* start *

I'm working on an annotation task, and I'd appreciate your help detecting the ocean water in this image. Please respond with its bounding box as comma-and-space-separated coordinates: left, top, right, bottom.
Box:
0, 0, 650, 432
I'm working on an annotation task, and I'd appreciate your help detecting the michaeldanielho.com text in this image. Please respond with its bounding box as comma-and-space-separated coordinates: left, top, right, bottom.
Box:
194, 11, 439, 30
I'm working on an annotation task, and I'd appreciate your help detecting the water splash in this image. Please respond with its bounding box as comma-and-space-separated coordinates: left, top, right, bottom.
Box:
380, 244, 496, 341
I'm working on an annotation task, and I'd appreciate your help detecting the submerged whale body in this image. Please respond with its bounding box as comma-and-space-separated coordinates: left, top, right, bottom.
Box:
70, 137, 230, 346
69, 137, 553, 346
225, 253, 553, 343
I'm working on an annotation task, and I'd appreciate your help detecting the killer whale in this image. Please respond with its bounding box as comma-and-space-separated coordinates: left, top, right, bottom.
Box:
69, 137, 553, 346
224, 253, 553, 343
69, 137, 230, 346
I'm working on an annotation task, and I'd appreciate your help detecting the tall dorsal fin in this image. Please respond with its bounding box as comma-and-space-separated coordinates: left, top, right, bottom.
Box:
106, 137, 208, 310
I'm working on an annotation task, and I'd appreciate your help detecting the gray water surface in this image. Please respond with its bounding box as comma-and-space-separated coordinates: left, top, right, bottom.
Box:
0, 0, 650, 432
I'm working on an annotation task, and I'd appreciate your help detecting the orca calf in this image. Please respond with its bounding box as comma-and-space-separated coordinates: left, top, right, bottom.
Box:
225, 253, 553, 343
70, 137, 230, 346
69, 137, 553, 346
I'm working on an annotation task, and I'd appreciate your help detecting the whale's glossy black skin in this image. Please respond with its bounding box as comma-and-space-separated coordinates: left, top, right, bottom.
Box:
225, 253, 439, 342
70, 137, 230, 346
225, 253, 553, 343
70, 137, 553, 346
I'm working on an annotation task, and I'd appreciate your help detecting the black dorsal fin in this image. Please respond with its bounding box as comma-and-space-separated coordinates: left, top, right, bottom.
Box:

* end *

_What you are asked to do:_
Convert the listing above, from its first line up to and including the line with "69, 137, 230, 346", into a JSON list of strings with one string for each line and no blank lines.

_Answer to this exercise:_
[
  "I'm working on an annotation task, and I'd appreciate your help detecting the ocean water in this image. Please respond with its bounding box as comma-and-space-separated coordinates: left, top, right, bottom.",
  "Box:",
  "0, 0, 650, 432",
  "I'm working on an annotation task, and I'd appreciate your help detecting the michaeldanielho.com text in this image. Please respond with its bounding box as comma-and-space-separated coordinates: left, top, right, bottom.",
  "Box:",
  "194, 11, 439, 30",
  "I'm working on an annotation task, and I'd appreciate your help detecting the water splash in this image. Please respond with its bounding box as comma-and-space-separated coordinates: left, top, right, bottom.",
  "Box:",
  "380, 244, 496, 341",
  "I'm working on an annotation task, and I'd appreciate your help detecting the submerged whale body in this image. Please respond with its bounding box as comma-and-space-separated coordinates: left, top, right, bottom.",
  "Box:",
  "70, 137, 230, 346",
  "69, 137, 553, 346",
  "225, 253, 553, 343",
  "I'm working on an annotation task, and I'd appreciate your help detecting the killer whale in this image. Please respond with its bounding box as comma-and-space-separated coordinates: left, top, right, bottom.",
  "Box:",
  "69, 137, 553, 346",
  "224, 253, 553, 343",
  "69, 137, 230, 346"
]